=== Exercise ===
Set down, exactly and in full, the line holding "It would be wonderful if you could pinpoint every wire" and all the lines after it until the listing ends, and nothing else.

═══ Provided data ═══

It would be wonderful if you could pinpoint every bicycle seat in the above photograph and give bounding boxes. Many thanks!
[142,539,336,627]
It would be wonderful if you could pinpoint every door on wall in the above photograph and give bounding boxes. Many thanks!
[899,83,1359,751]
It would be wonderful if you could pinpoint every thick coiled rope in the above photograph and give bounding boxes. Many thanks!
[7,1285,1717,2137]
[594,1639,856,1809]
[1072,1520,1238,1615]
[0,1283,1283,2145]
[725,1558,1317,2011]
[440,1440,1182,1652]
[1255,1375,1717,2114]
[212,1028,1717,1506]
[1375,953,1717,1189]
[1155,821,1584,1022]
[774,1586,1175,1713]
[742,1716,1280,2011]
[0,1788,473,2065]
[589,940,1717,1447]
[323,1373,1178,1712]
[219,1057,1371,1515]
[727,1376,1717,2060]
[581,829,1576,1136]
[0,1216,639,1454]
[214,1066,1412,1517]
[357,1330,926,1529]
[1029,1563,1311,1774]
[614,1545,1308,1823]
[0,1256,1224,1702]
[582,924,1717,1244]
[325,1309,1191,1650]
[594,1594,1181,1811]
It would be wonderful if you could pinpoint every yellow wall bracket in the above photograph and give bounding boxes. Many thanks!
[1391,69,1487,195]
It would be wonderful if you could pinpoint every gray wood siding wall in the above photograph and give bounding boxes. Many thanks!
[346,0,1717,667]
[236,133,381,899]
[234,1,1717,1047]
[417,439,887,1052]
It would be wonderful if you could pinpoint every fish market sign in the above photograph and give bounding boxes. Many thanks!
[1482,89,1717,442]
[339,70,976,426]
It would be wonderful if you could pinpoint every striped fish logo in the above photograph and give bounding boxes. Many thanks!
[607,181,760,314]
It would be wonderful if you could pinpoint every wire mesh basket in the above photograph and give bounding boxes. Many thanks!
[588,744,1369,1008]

═══

=== Exercise output ===
It would be wonderful if you could pinpoint every wire mesh basket in the above photograph and give bounding boxes. Many thanks!
[588,744,1369,1008]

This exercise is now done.